• _Quoted passage_:
[Begin]

Last night I was curious what my weight was and I know it was at night and I would get my true weight but I'm glad I did it because the number was way higher then I was thinking and It scared me. I'm so close to 200lbs I wanted to cry so, It is on now and I MEAN IT THIS TIME!!! I cant be that high in weight I just cant!!
So today is halfway over and I'm doing GREATTTT!!!!!!! I had my shake for breakfast and my cucumber's for a snack and my shake for lunch and another snack in a few hours!! I plan to go home and go grocery shopping with my hubby and then go home work out for 1 hour!! Doing my 30 day shred level one video which is 20 min and walking(well speed walking) on the treadmill for 45 mins. I cant do this anymore. My jeans don't fit I feel sick all the time. I know I said this before but that number really scares me and I want to be like my new Idol *Bitch Cakes* she is a real inspiration to me and also I want to know I can do it too and that it is possible.
I get into these funks where I think that I will just always be this way and No matter how hard I try nothing works. Well I realized yesterday that I never tried as hard as I could and I always gave up but not this time 1000% effort!
hi heather, thanks for stopping by my blog.
ReplyDeleteI know it seems so hard in the begining. Trust me when I say it gets easier. The eating, the working out.. everything just seems to fall into place when you have your head in the game. I really think thats what losing weight is.. A big head game!! With a positive attitude and lots of will power you will succeed!!! Its alot of mind over matter. I have been on this journey too many times to count, but decided last July that this is it! No more being the fat girl! I am done with that crap!! soooo almost 45 lbs lighter, I am winning this battle over FAT! you can do it!! Stay strong.. visit lots of blogs to help motivate you along the way!! Keep a food journal, workout everyday and you got this!!!

[End]

• _What you will do_:
• A. Answer these questions from the blog post, one per line:
(i) For how many minutes does the writer plan to walk on the treadmill?
(ii) What did the writer have as a snack?
(iii) According to the reply, how much weight has the commenter lost?
• B. Quote the blog post word for word, beginning at the words "I get into these" and stopping after "time 1000% effort!".
These lines were taken from a separate source, not from the blog post.

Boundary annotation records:
[Begin]

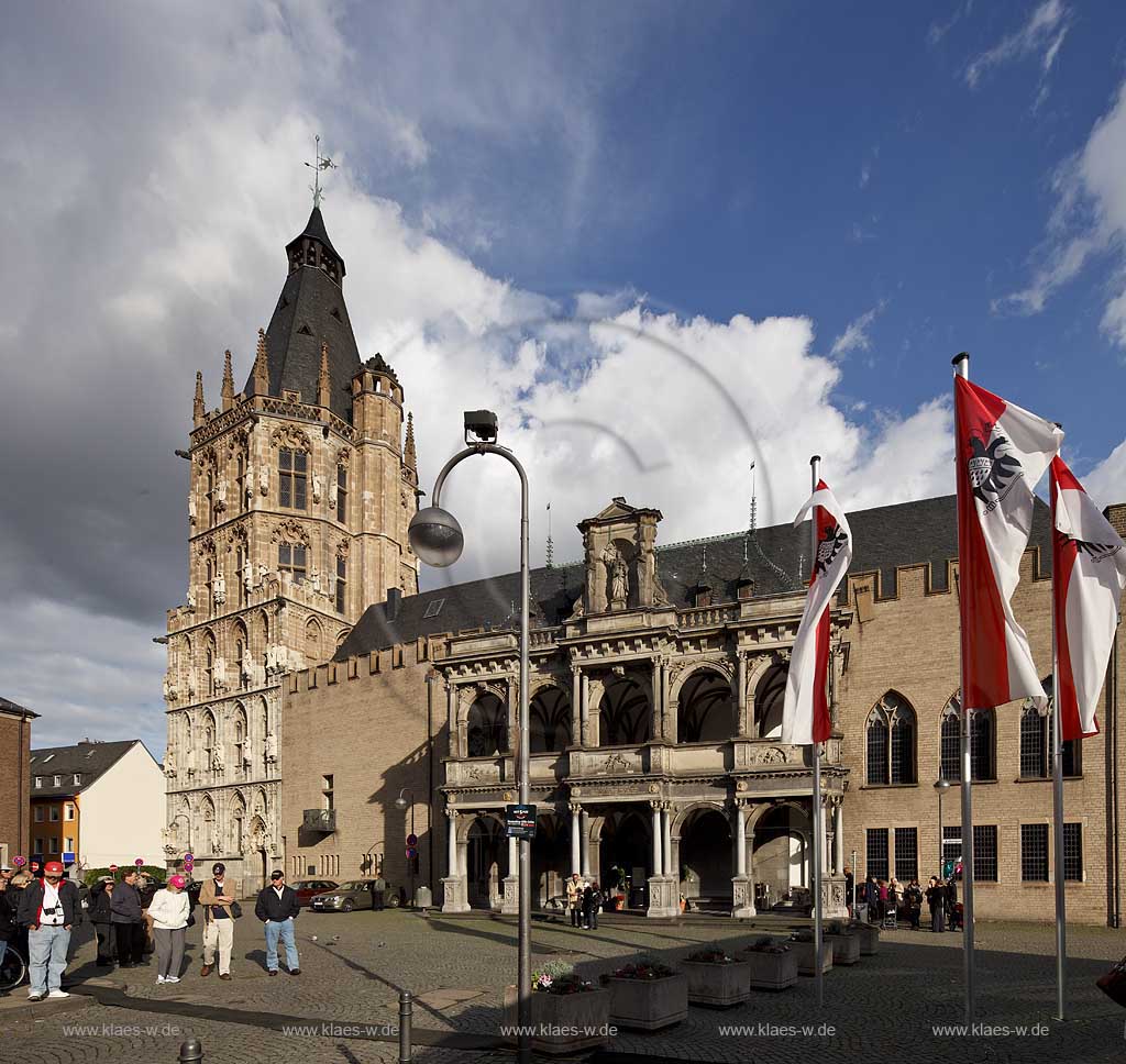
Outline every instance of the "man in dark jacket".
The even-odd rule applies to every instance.
[[[69,998],[62,989],[71,929],[82,922],[78,887],[63,879],[63,866],[47,861],[42,879],[24,887],[19,900],[19,923],[27,928],[28,972],[32,990],[28,1001]]]
[[[98,937],[99,967],[108,967],[114,963],[113,914],[109,911],[109,898],[113,896],[114,877],[102,876],[90,887],[90,922]]]
[[[117,939],[117,966],[132,968],[144,959],[144,913],[135,868],[126,870],[109,898],[109,921]]]
[[[301,975],[293,922],[301,914],[297,892],[286,886],[285,873],[270,874],[270,885],[258,892],[254,915],[266,924],[266,969],[278,974],[278,939],[285,944],[285,963],[291,975]]]

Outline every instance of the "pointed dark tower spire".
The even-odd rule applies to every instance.
[[[198,429],[207,420],[207,409],[204,406],[204,375],[196,370],[196,401],[191,405],[191,421]]]
[[[234,405],[234,377],[231,375],[231,350],[223,352],[223,409]]]
[[[286,244],[289,276],[266,330],[265,375],[254,373],[248,395],[295,393],[302,403],[327,408],[351,421],[351,378],[360,368],[359,349],[345,306],[345,260],[332,247],[320,207],[304,230]],[[322,400],[323,348],[328,345],[327,400]]]
[[[414,454],[414,414],[406,411],[406,442],[403,446],[403,465],[410,482],[414,485],[419,482],[418,456]]]
[[[316,377],[316,405],[328,406],[329,395],[332,388],[332,378],[329,376],[329,346],[321,345],[321,370]]]

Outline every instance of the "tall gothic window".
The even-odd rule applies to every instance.
[[[278,572],[288,573],[294,583],[305,582],[307,551],[301,543],[278,544]]]
[[[309,455],[283,447],[278,451],[278,501],[291,510],[307,510]]]
[[[348,524],[348,470],[342,465],[337,466],[337,520]]]
[[[868,716],[868,772],[870,785],[913,784],[915,771],[915,714],[905,698],[888,691]]]

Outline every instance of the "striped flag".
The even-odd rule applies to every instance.
[[[829,610],[833,594],[852,561],[852,531],[848,518],[824,481],[802,507],[795,525],[813,511],[817,551],[805,596],[805,610],[786,676],[786,700],[781,715],[781,741],[797,745],[829,739]]]
[[[1063,737],[1099,731],[1094,709],[1126,588],[1126,544],[1063,459],[1052,459],[1055,697]]]
[[[954,379],[958,607],[966,708],[1017,698],[1045,705],[1025,629],[1012,613],[1033,525],[1033,489],[1063,431],[964,377]]]

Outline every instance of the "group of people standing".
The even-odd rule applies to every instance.
[[[605,897],[598,884],[588,882],[578,871],[571,873],[566,882],[566,907],[571,911],[571,927],[582,930],[598,930],[598,913]]]
[[[194,895],[203,910],[203,966],[200,976],[218,969],[221,980],[231,978],[234,923],[242,915],[234,887],[226,879],[222,861],[202,884],[175,874],[160,886],[146,882],[135,868],[119,877],[104,876],[90,888],[89,919],[97,937],[97,960],[101,967],[116,964],[133,968],[146,963],[151,932],[157,955],[157,983],[179,983],[184,968],[187,929],[195,921]],[[278,946],[285,948],[286,968],[300,975],[294,921],[301,912],[297,893],[286,885],[285,874],[275,871],[254,904],[254,914],[265,926],[266,967],[278,974]],[[9,947],[27,958],[30,990],[28,1000],[61,999],[69,962],[71,935],[82,922],[82,900],[78,884],[65,876],[59,861],[47,861],[42,877],[0,868],[0,962]]]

[End]

• _Task responses_:
• A.
(i) 45 minutes
(ii) Cucumbers
(iii) Almost 45 lbs

• B.
I get into these funks where I think that I will just always be this way and No matter how hard I try nothing works. Well I realized yesterday that I never tried as hard as I could and I always gave up but not this time 1000% effort!